Some records:
________________

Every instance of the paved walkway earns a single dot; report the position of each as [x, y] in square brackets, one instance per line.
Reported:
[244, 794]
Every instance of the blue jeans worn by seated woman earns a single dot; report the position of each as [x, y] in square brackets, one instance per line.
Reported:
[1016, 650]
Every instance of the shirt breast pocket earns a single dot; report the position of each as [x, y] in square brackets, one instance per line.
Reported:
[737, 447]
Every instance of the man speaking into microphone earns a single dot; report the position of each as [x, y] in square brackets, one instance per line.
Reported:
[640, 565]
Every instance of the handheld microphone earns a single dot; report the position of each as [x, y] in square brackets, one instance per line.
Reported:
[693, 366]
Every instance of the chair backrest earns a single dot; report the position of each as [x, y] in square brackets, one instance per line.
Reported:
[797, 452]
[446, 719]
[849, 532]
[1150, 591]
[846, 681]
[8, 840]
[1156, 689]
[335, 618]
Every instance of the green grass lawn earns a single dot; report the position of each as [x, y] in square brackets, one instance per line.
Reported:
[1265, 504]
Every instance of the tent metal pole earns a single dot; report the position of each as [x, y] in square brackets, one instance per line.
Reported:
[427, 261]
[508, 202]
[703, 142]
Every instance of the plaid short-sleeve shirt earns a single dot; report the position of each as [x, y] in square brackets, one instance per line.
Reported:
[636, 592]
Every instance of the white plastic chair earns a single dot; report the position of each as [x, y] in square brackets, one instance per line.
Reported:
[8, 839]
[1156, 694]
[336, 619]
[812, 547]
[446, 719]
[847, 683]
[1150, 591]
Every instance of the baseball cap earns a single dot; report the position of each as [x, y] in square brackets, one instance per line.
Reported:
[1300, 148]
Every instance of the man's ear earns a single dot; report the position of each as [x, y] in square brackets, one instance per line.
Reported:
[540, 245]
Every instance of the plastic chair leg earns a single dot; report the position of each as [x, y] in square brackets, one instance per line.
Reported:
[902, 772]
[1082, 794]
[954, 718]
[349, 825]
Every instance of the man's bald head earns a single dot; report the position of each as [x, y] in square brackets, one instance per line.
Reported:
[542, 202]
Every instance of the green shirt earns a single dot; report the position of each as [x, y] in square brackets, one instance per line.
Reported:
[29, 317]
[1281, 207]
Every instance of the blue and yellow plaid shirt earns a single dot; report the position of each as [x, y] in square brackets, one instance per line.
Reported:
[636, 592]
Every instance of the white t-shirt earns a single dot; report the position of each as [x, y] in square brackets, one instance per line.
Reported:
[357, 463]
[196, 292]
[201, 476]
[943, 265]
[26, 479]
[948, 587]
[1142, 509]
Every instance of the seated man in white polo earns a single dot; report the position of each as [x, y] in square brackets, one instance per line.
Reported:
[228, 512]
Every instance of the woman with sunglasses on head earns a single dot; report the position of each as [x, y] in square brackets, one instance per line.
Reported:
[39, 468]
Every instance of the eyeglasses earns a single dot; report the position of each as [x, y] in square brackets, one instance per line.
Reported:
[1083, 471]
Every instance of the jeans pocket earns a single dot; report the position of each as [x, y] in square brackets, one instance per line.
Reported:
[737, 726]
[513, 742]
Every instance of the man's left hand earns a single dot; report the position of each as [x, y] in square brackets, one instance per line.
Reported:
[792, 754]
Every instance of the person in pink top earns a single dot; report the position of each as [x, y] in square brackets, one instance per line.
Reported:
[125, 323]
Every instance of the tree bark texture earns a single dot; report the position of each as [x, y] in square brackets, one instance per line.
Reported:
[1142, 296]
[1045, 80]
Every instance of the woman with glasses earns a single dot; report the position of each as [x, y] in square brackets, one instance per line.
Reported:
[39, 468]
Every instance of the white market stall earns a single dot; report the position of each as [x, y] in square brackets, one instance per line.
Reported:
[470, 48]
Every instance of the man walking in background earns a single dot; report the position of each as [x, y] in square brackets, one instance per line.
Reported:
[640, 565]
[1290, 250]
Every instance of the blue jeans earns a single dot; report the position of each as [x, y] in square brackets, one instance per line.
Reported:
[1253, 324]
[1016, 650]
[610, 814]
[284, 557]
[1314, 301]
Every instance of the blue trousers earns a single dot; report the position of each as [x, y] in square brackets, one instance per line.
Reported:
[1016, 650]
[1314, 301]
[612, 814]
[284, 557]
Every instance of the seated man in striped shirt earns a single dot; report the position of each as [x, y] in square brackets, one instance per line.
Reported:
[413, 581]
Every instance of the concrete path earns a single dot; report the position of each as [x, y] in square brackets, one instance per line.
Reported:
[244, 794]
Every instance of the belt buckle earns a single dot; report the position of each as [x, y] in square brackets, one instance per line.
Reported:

________________

▶ **What this task involves**
Reproduce everything from the line containing "Every instance of the blue jeans earns" down to the end of the records above, word for word.

▶ **The completed task**
Every instance of the blue jeans earns a single dot; report the position of each as [x, y] in square brackets, one instance per line.
Reported:
[1253, 324]
[1016, 650]
[610, 814]
[284, 557]
[1314, 301]
Every instance of the blue trousers earns a single dot; report the position of each as [x, y] in square brackets, one instance per line.
Reported:
[1016, 650]
[1314, 301]
[612, 814]
[284, 557]
Every instance of the seated man in striped shirt earns a single dot; report the position of each as [x, y] in square brackets, one instance per line.
Reported:
[413, 581]
Every instance of the concrete path earns a single dot; report the position of each as [x, y] in square brackets, one instance per line.
Reported:
[244, 794]
Every instance of the belt buckle earns a single dot; report the position of each as [x, y] in square brackets, one instance per line.
Reported:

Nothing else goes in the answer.